Mystery Solved: Why Saturn Moon Titan's Weird Vortex Is So Cold

Titan's South Pole Vortex
The south polar vortex swirling in the atmosphere of Saturn's biggest moon, Titan, as seen in June 2012 by NASA's Cassini spacecraft. (Image credit: NASA/JPL-Caltech/Space Science Institute)

The mysteriously cold vortex of air whirling above the south pole of Saturn's moon Titan may result from its atmosphere's unique chemistry, a new study finds.

This cold winter polar vortex — unlike anything seen on Earth, Venus or Mars — could shed light on how atmospheres behave on alien worlds, the researchers said.

Titan is bigger than the planet Mercury, making the natural satellite the largest of the more than 60 known moons orbiting Saturn. It is also the only moon known to have a substantial atmosphere. In fact, the atmospheric pressure near Titan's surface is about 60 percent greater than Earth's. That's about the same pressure found at the bottom of a swimming pool on Earth, according to NASA. [Amazing Photos: Titan, Saturn's Biggest Moon]

Before its fiery dive into Saturn's atmosphere on Sept. 15, NASA's Cassini probe scanned Titan's hazy, soupy atmosphere for nearly half of Titan's 29.5-Earth-year-long year. This helped mission team members analyze how Titan's nitrogen-methane atmosphere evolved during the winter and summer in both its northern and southern hemispheres.

On Earth, Venus and Mars, hotspots usually form in the atmospheres high above the poles of their winter hemispheres. This is because sinking air there gets compressed and heated, similar to what happens in a bicycle pump, said study lead author Nicholas Teanby, a planetary scientist at the University of Bristol in England.

Unexpectedly, in 2012, during the winter in the south of Titan, Cassini found that the vortex of air 185 miles (300 kilometers) above Titan's south pole rapidly became extraordinarily cold instead of hot — cool enough, in fact, for clouds of hydrogen cyanide ice to form.

"We've been modeling the atmosphere of Titan for over two decades now, but none of the models predicted this cooling," Teanby told Space.com. "This has also not been observed on other terrestrial planets — Mars, Earth, Venus — so it was unexpected."

__Stored data__.

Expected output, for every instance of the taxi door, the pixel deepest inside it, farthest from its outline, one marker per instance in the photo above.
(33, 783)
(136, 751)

__Actions to take__.
1. From the Titan vortex article, reproduce word for word the stretch from "Titan is bigger" through "and southern hemispheres.".
2. According to the Titan vortex article, clouds of what kind of ice became possible once the air above Titan's south pole grew so cold?

__Solution set__.
1.
Titan is bigger than the planet Mercury, making the natural satellite the largest of the more than 60 known moons orbiting Saturn. It is also the only moon known to have a substantial atmosphere. In fact, the atmospheric pressure near Titan's surface is about 60 percent greater than Earth's. That's about the same pressure found at the bottom of a swimming pool on Earth, according to NASA. [Amazing Photos: Titan, Saturn's Biggest Moon]

Before its fiery dive into Saturn's atmosphere on Sept. 15, NASA's Cassini probe scanned Titan's hazy, soupy atmosphere for nearly half of Titan's 29.5-Earth-year-long year. This helped mission team members analyze how Titan's nitrogen-methane atmosphere evolved during the winter and summer in both its northern and southern hemispheres.

2. Hydrogen cyanide ice.